**WORK ITEM A**
In the cricket article, why did India need an anchor against New Zealand in the build-up to the World Test Championship final? Answer in one to three sentences.
**WORK ITEM B**
According to the cricket article, who walked in to bat after Gill departed?

**DOCUMENT EXTRACT**

◆ ◆ ◆ ◆ ◆ ◆ ◆

Here’s The Biggest Change That Virat Kohli Made In His Batting On Day 2

There used to be a time when the Indian middle-order had a mythic creature coming out to bat at number three in the longest format of the sport. He went by the name of Rahul Dravid. Call him a God or a Loch Ness monster, but his residence in the middle always provided hope that no matter how deceiving a surface is, he will survive and he will make India survive.

Ever since he bade adieu to the sport, India scrambled recklessly for a man similar to his stature. Haplessly, icons are disparate for a reason. A few years later, India was fortunate enough to come across Cheteshwar Pujara who started inspiring hopes but walking in the shoes of Dravid needed something extraordinary, something cosmic and most importantly a Godly magnitude of resilience.




Fast forward a few years and in the enduring build-up to the World Test Championship finale, India was worried about an anchor who could sustain the Indian batting line-up against the might of the New Zealand bowling. Being candid, the Black Caps boast about an extremely attractive bowling unit who started savouring further advantage given the dank conditions.

Despite a decent start, Sharma and Gill both got carried away to the fluidity of the innings until then and departed in quick succession, thanks to some dogged persistence from Kyle Jamieson and Neil Wagner.

As soon as Gill departed, India was staring at an impending catastrophe, a déjà vu that has hunted India in recent years. That was when the Indian captain, Virat Kohli walked in. Pujara was already on the backfoot and wanted to help India build an innings instead of rushing into some heady aggression.

◆ ◆ ◆ ◆ ◆ ◆ ◆

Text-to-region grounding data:
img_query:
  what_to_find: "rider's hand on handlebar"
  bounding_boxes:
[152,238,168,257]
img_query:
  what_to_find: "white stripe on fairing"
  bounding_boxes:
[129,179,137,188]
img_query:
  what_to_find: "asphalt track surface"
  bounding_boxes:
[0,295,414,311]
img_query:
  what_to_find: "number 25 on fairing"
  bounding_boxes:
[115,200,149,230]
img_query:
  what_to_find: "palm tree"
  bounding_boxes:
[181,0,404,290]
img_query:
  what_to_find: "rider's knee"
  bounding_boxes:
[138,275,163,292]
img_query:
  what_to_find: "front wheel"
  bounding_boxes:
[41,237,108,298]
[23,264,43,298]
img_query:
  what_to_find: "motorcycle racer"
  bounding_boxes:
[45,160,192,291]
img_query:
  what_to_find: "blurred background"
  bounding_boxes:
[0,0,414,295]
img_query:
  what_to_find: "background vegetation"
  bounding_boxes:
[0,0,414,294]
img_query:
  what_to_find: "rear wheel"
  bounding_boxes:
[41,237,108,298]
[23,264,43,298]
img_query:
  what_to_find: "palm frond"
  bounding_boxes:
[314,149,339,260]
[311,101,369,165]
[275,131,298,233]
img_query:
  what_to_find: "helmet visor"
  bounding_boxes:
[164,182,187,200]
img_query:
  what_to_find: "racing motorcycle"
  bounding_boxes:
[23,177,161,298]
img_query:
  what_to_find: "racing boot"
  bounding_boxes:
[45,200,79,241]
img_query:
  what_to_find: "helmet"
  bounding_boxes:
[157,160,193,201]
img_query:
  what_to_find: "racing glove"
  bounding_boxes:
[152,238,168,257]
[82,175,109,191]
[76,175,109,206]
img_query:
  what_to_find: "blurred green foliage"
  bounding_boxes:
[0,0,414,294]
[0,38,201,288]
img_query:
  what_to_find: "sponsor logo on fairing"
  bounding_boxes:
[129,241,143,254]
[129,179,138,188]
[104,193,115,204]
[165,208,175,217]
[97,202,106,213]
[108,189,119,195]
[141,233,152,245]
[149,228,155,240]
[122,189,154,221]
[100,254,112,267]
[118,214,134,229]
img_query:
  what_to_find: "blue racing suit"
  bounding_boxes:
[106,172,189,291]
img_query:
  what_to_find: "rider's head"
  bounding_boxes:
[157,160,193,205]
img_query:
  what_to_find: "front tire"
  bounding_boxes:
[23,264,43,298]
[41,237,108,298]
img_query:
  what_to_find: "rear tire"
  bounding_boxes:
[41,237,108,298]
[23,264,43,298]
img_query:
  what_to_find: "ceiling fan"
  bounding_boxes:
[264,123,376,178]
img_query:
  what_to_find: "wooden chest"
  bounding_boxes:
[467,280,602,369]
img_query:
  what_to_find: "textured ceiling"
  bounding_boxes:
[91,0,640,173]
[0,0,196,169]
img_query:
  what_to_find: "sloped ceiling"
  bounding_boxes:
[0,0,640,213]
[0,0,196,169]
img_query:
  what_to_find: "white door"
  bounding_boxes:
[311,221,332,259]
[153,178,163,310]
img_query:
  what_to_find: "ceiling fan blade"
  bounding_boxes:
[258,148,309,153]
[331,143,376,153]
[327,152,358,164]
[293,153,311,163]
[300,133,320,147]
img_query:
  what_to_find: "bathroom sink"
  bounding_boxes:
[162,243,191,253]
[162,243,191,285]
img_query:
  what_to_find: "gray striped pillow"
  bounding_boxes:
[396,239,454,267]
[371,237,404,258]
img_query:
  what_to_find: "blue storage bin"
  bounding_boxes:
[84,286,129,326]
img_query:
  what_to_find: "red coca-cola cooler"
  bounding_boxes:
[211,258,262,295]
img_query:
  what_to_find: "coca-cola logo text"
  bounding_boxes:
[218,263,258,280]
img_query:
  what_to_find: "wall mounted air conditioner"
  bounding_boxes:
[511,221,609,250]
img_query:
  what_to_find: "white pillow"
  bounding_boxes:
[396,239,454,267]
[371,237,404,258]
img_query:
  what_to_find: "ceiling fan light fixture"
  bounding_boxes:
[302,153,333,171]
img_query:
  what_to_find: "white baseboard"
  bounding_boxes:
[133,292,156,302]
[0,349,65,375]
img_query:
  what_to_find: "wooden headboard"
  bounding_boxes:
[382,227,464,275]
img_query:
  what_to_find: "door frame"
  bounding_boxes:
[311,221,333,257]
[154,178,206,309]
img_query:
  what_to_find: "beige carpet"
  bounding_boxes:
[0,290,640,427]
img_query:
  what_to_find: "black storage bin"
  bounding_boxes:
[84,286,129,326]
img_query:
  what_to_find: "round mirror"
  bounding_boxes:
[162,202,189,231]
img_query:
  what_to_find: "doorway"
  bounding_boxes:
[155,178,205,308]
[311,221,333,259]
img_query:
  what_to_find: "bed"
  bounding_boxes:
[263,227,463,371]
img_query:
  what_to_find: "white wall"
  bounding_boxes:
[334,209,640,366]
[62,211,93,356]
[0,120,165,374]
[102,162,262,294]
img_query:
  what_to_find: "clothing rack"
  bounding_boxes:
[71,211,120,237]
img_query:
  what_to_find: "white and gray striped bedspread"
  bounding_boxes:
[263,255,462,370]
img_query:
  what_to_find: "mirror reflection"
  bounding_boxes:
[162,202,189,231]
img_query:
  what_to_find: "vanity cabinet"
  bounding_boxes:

◆ ◆ ◆ ◆ ◆ ◆ ◆

**FINAL ANSWER A**
India needed a batter who could hold the line-up together against the strength of the New Zealand bowling. The article describes the Black Caps' attack as an extremely attractive unit that was gaining further advantage from the dank conditions.

**FINAL ANSWER B**
The Indian captain, Virat Kohli.